→ **Task to complete**: What lines in the entries hold the string "every"? List them.

(Records excerpted from a collection)
....................

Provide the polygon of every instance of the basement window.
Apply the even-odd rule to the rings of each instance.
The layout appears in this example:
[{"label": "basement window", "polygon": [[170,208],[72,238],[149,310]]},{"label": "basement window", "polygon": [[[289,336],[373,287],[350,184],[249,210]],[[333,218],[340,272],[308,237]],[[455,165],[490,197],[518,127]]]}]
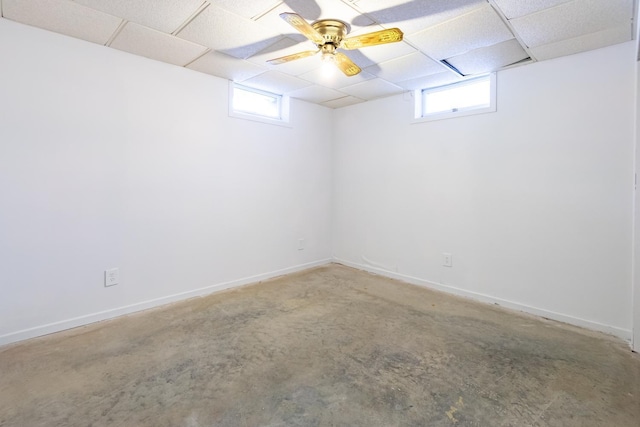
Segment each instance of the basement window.
[{"label": "basement window", "polygon": [[263,123],[289,123],[289,98],[237,83],[229,84],[229,115]]},{"label": "basement window", "polygon": [[495,112],[496,75],[417,90],[415,100],[416,122]]}]

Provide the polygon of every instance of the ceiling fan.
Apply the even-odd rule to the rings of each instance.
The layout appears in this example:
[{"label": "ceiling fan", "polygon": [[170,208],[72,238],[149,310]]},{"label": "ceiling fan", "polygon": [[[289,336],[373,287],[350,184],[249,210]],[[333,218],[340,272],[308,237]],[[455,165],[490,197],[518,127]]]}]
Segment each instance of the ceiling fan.
[{"label": "ceiling fan", "polygon": [[306,58],[320,52],[324,61],[333,62],[349,77],[355,76],[362,70],[347,55],[337,52],[337,49],[352,50],[385,43],[395,43],[402,41],[403,37],[403,33],[399,28],[390,28],[345,38],[349,34],[351,26],[338,19],[320,19],[309,24],[297,13],[285,12],[281,13],[280,17],[315,43],[318,49],[298,52],[267,61],[274,65]]}]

....................

→ **Reply to the exercise**:
Provide the polygon of every instance of the basement window.
Provide the polygon of every instance of the ceiling fan.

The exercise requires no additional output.